───── Listed records ─────

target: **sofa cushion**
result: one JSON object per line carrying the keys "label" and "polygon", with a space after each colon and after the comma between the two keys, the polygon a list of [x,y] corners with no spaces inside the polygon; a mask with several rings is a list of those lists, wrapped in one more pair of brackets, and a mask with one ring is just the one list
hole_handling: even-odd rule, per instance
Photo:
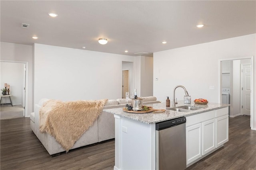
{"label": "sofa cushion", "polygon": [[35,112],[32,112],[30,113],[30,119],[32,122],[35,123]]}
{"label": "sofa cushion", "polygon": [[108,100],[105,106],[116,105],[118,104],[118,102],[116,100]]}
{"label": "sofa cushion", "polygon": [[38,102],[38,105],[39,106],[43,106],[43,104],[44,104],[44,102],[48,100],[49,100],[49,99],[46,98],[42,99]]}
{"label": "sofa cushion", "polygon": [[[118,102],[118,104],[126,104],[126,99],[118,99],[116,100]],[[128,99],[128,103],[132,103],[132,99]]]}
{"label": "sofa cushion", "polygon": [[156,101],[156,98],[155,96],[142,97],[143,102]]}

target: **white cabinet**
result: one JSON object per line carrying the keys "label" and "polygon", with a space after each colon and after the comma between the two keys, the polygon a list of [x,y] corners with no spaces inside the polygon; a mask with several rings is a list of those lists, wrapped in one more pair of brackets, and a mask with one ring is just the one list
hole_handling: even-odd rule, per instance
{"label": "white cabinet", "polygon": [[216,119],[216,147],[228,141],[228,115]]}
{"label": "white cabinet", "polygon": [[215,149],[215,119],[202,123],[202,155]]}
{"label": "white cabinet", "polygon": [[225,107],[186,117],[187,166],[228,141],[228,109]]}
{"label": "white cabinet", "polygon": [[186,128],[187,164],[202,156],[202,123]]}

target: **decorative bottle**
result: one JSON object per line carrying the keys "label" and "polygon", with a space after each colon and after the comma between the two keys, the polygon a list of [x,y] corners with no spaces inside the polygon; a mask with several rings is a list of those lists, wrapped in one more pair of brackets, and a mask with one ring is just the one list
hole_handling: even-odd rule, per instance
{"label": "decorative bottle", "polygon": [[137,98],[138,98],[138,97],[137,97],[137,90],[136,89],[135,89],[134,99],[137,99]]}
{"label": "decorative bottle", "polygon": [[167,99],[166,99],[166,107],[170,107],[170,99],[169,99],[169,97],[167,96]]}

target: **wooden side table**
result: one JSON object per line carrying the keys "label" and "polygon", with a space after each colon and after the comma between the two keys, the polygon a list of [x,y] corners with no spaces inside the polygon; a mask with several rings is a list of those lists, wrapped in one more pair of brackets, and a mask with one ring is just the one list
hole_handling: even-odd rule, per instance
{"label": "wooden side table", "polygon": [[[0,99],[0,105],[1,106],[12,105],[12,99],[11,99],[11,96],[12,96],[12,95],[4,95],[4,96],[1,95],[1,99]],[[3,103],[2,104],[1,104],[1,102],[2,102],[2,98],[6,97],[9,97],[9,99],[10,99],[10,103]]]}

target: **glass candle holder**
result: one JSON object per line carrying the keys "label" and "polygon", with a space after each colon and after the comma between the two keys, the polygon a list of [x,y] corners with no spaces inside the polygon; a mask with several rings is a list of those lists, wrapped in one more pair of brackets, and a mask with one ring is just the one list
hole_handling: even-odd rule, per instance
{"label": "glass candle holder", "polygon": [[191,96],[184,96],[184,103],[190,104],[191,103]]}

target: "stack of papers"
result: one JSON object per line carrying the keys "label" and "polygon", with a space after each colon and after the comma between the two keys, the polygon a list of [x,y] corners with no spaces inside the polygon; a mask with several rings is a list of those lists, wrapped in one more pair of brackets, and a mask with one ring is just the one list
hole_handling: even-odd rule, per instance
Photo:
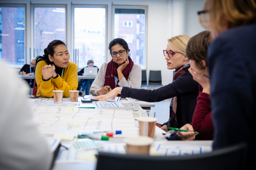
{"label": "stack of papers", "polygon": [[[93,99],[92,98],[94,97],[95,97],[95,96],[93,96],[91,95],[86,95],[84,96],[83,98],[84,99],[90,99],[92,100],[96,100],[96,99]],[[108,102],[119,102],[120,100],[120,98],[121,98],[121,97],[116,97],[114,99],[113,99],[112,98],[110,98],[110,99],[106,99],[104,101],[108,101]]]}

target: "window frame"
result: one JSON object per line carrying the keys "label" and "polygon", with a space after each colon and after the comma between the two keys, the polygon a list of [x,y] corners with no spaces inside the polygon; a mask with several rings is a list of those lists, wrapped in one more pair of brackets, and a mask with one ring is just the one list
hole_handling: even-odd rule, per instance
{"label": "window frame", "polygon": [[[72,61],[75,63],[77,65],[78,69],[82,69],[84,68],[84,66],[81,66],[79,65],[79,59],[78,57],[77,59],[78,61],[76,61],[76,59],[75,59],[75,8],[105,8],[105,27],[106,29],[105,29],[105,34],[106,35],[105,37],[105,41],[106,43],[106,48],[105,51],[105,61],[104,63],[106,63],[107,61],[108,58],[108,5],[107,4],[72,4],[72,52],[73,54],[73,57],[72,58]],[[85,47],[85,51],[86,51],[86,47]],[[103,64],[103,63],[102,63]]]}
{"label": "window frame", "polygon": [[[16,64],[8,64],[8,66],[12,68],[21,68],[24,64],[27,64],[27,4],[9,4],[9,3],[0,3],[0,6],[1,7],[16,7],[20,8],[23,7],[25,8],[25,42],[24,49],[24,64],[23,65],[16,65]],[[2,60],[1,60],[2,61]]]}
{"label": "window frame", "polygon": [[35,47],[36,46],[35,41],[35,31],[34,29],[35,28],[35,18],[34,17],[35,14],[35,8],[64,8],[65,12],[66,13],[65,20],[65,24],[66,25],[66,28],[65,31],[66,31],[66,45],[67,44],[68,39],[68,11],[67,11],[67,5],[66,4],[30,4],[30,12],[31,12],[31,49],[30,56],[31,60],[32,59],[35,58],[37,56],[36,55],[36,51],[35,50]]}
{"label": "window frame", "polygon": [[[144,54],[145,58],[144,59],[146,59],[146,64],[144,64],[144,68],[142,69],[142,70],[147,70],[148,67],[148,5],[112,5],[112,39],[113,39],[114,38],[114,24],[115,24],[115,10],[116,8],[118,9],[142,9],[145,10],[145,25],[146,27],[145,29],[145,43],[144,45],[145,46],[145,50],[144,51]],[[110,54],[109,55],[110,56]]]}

─────
───── Listed records ─────

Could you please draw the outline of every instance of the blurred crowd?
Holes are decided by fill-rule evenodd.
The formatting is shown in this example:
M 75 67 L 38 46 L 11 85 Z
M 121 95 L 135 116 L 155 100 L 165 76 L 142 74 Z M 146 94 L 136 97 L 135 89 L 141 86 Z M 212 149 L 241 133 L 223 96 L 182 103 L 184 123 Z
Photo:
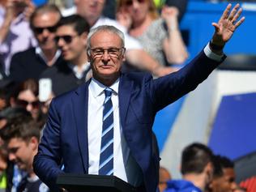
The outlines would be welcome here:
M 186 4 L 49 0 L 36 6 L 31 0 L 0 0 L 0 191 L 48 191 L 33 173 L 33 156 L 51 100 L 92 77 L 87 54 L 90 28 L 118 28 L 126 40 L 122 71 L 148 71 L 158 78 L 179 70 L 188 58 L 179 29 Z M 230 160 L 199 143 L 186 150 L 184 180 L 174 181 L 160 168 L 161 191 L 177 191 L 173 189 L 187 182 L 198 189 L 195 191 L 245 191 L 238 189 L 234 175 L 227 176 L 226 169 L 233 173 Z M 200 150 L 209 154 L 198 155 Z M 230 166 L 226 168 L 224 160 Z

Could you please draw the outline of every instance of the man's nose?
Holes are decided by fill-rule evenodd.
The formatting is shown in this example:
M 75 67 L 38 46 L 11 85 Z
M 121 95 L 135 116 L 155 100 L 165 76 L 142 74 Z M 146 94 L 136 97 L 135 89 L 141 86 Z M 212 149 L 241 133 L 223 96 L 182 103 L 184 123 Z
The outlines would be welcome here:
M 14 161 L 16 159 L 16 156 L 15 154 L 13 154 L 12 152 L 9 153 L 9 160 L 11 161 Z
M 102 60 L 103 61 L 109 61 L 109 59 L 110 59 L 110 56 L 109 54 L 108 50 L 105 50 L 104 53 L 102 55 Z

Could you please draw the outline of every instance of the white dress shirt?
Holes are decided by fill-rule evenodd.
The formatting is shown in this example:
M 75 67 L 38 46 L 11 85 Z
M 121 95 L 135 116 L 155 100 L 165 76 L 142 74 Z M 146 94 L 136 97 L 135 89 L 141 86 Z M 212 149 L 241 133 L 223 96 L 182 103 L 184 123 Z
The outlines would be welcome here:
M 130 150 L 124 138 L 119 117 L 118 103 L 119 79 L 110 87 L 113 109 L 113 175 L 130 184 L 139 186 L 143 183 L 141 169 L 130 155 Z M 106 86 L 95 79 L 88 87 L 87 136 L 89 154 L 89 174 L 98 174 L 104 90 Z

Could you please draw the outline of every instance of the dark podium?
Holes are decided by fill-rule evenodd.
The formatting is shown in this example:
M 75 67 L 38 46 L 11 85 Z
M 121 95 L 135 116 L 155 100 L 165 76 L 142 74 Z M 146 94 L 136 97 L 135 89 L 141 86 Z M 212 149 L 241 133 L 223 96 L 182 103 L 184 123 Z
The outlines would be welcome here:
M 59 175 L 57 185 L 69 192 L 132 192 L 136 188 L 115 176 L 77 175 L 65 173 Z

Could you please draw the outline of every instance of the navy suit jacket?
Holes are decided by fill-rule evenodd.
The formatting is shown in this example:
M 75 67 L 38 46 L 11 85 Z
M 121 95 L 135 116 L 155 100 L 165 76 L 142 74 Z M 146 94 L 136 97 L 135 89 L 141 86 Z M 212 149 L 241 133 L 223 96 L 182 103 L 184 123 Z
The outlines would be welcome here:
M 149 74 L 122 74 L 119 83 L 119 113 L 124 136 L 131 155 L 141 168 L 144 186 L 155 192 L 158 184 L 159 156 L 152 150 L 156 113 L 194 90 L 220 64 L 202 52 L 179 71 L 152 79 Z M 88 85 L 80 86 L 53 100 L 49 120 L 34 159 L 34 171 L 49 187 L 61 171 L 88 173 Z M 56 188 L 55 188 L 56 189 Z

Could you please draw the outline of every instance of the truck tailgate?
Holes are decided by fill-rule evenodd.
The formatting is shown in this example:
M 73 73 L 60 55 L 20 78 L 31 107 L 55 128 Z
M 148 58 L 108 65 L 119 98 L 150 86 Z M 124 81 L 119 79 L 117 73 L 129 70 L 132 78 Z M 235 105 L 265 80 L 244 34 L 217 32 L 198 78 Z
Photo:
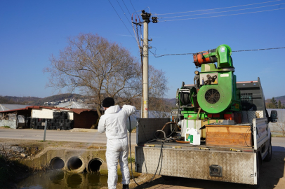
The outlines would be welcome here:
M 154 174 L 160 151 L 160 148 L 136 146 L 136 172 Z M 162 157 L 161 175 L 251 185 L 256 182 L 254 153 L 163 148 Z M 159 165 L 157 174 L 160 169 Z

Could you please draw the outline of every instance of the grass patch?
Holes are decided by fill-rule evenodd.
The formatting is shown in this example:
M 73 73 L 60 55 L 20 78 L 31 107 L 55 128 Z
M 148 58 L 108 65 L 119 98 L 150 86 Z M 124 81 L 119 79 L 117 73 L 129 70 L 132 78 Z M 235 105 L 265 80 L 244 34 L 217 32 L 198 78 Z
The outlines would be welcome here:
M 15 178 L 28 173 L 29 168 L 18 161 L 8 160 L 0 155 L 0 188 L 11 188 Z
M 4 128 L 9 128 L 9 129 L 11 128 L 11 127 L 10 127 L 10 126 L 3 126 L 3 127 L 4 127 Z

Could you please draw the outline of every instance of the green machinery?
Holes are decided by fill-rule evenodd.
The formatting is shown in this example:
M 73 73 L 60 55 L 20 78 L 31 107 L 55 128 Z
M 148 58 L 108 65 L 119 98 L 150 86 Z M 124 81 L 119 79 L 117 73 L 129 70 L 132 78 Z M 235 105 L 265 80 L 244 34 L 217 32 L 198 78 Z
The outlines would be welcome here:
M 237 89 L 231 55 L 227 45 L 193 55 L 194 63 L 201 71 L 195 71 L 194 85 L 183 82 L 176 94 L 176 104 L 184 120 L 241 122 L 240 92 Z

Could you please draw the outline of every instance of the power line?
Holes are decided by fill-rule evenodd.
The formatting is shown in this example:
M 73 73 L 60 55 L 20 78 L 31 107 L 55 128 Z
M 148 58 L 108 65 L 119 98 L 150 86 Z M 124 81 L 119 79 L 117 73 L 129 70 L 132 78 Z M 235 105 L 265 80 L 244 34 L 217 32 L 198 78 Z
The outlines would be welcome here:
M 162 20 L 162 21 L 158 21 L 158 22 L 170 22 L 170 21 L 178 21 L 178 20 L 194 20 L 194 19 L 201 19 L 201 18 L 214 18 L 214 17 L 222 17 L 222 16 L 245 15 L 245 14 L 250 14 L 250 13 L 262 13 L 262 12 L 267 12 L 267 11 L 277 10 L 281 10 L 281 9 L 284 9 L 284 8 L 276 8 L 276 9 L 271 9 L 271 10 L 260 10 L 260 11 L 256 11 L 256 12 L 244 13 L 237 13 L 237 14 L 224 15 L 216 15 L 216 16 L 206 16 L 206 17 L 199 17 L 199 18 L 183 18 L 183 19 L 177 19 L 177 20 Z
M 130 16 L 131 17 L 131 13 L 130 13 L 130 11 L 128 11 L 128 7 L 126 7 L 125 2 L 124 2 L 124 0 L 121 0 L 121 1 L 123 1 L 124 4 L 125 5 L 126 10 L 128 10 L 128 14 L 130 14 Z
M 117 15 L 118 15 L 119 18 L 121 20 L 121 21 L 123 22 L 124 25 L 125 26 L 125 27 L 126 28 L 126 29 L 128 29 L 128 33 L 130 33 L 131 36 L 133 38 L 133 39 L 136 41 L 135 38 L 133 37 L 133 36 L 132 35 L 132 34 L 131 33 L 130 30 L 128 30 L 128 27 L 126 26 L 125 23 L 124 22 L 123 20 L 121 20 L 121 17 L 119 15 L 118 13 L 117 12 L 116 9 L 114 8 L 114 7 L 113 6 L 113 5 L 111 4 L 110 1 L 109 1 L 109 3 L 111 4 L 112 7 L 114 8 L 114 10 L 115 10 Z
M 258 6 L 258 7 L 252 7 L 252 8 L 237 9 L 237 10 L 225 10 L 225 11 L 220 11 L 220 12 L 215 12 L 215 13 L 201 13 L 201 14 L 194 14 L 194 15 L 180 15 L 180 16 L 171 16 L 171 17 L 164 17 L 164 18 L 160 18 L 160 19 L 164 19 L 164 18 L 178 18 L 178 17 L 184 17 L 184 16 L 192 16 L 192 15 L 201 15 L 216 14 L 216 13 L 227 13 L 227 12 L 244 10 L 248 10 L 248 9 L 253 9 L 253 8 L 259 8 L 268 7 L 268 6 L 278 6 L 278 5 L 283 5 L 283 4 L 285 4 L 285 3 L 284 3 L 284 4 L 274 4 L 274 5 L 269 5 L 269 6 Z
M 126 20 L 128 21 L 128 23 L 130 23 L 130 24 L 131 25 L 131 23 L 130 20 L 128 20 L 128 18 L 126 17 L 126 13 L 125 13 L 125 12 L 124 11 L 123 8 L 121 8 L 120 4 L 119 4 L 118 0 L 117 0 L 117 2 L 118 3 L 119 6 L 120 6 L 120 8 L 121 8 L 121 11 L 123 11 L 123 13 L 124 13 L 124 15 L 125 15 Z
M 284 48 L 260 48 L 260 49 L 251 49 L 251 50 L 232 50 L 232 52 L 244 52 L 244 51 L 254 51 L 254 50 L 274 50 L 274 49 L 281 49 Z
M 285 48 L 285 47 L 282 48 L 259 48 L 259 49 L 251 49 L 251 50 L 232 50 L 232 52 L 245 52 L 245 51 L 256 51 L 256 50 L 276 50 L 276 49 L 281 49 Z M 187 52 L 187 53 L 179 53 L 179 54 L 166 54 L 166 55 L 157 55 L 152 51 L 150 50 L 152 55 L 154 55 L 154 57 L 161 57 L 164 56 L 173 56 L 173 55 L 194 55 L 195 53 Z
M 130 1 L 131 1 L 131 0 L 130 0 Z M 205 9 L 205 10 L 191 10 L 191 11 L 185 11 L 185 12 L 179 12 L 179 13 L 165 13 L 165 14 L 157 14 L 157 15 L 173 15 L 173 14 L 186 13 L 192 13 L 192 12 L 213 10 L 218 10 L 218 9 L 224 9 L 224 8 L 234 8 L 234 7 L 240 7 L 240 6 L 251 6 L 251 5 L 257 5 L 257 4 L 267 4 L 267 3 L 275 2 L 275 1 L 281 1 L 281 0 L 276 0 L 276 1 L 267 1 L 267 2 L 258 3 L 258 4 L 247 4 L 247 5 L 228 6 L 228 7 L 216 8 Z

─────
───── Listed records ─────

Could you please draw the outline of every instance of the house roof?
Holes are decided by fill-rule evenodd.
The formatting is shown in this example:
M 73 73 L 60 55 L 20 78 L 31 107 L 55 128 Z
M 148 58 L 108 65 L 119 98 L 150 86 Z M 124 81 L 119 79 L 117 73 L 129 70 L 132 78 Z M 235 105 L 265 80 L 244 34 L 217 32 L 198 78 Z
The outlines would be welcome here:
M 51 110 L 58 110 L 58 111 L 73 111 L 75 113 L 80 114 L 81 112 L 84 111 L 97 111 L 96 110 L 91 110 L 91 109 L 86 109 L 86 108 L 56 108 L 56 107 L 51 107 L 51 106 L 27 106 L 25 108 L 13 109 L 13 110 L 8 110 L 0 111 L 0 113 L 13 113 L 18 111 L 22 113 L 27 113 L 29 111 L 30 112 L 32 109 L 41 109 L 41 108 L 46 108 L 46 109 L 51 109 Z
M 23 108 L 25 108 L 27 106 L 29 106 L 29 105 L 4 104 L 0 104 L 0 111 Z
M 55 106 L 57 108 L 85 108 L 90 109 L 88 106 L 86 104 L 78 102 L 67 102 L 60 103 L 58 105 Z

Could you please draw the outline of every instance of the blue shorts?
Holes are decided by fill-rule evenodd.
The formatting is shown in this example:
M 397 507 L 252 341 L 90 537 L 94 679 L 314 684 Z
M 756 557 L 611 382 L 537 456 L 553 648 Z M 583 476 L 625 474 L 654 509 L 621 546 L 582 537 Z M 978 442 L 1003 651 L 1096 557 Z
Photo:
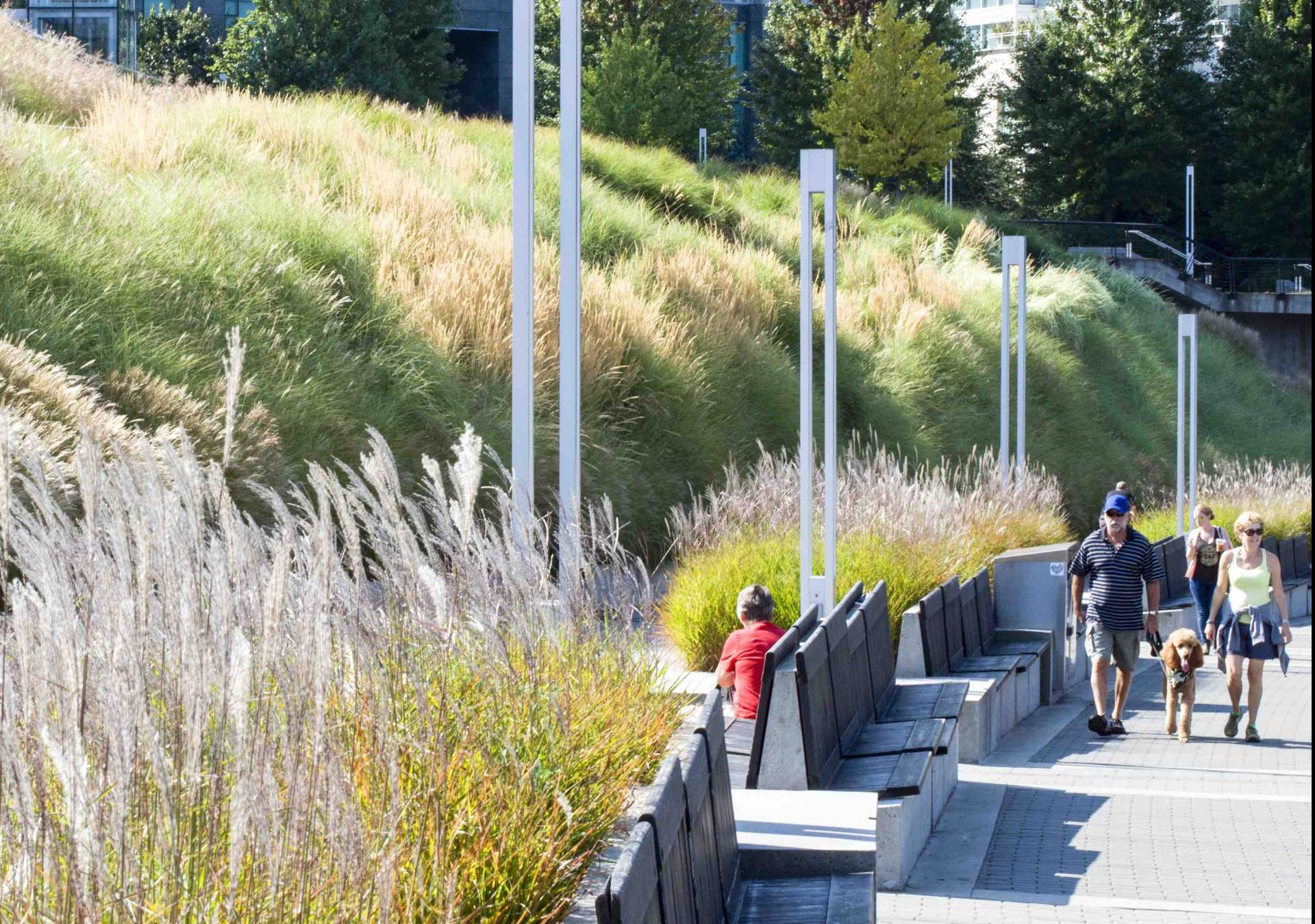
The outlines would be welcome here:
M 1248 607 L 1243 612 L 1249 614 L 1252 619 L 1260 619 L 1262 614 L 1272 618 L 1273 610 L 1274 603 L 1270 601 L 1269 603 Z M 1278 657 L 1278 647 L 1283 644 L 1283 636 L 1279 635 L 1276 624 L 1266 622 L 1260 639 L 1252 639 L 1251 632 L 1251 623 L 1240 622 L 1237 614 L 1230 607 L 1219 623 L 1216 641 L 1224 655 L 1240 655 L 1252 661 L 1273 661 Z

─────

> **Task objective**
Please rewrite the records from the line with "the green machinery?" to the line with "M 237 89 L 231", both lines included, and raise every coordinate in the outline answers by 95. Leave the requests and format samples unchanged.

> **Solution**
Could you please draw the outline of every instance of the green machinery?
Holes are decided by fill-rule evenodd.
The formatting is shown in this example:
M 73 73 L 60 55 L 20 78 L 31 107 L 55 128 Z
M 148 58 L 108 65 L 119 98 L 150 86 Z M 124 81 L 119 79 L 117 73 L 129 70 L 132 78 Z M 235 105 L 265 80 L 244 34 L 217 32 L 198 78 Z
The outlines would be welcome here:
M 332 184 L 326 150 L 322 140 L 288 150 L 289 158 L 296 166 L 290 166 L 289 180 L 278 177 L 271 189 L 271 199 L 279 215 L 336 217 L 335 187 Z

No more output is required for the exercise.